Materials provided -
━━━━━━
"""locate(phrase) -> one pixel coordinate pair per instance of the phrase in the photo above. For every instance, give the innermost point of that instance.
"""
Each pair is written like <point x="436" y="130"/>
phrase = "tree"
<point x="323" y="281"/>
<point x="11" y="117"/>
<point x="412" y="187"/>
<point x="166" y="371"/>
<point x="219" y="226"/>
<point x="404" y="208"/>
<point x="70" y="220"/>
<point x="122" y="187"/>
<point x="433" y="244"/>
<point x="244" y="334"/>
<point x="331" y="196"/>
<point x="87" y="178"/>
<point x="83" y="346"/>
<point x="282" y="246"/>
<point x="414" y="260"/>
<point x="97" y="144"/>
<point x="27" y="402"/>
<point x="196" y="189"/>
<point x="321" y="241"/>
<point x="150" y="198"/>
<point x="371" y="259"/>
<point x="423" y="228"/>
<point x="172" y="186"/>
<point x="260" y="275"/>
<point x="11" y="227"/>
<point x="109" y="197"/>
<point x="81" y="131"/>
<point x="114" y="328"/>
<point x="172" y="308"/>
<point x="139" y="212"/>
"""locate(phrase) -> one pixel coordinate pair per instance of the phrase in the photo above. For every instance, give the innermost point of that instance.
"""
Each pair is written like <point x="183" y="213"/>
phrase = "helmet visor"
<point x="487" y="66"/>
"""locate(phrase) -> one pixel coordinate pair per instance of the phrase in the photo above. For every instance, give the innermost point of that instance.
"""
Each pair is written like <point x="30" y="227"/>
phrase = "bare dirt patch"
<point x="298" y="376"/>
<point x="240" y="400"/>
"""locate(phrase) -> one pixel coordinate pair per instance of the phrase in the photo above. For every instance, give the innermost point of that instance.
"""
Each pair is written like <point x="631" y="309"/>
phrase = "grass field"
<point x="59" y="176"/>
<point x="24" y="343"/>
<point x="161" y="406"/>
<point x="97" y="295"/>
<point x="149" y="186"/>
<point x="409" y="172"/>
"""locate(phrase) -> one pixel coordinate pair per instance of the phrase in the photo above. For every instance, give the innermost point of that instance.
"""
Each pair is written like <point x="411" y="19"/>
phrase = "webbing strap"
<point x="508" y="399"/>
━━━━━━
About this exercise -
Transcribe every entry word for word.

Written solution -
"""locate(phrase) -> one pixel coordinate pair per instance of the phrase in the photo above. For every instance, give the innermost point of that instance.
"""
Each pair is written like <point x="436" y="130"/>
phrase = "tree"
<point x="323" y="281"/>
<point x="11" y="117"/>
<point x="412" y="187"/>
<point x="166" y="371"/>
<point x="219" y="226"/>
<point x="404" y="208"/>
<point x="70" y="220"/>
<point x="122" y="187"/>
<point x="433" y="244"/>
<point x="244" y="334"/>
<point x="331" y="196"/>
<point x="87" y="178"/>
<point x="83" y="346"/>
<point x="282" y="246"/>
<point x="414" y="260"/>
<point x="97" y="144"/>
<point x="27" y="402"/>
<point x="196" y="189"/>
<point x="321" y="241"/>
<point x="150" y="198"/>
<point x="371" y="259"/>
<point x="423" y="228"/>
<point x="172" y="186"/>
<point x="260" y="275"/>
<point x="11" y="227"/>
<point x="109" y="197"/>
<point x="81" y="131"/>
<point x="114" y="328"/>
<point x="172" y="308"/>
<point x="139" y="212"/>
"""locate(phrase) -> one pixel coordinate pair per instance of the phrase in the photo above. For every instance, give the innermost point of that instance.
"""
Each pair is written like <point x="183" y="213"/>
phrase = "helmet visor"
<point x="487" y="66"/>
"""locate(phrase) -> one pixel coordinate pair per instance of the phrase in the photo above. For every instance, give the innermost point of that instance.
"""
Each pair is written like <point x="30" y="227"/>
phrase = "bare dirt patch"
<point x="298" y="376"/>
<point x="240" y="400"/>
"""locate(phrase) -> one pixel coordinate pair per instance of the phrase in the photo above. For every instance, give the innermost point of that instance.
"""
Each pair is written like <point x="631" y="309"/>
phrase = "grass field"
<point x="59" y="176"/>
<point x="24" y="343"/>
<point x="161" y="406"/>
<point x="97" y="295"/>
<point x="149" y="186"/>
<point x="409" y="172"/>
"""locate(phrase) -> one pixel coordinate pair per instance of the phrase in the photo above. For every instance, give the innermost point of that instance.
"""
Each pair is written like <point x="411" y="19"/>
phrase = "webbing strap"
<point x="508" y="399"/>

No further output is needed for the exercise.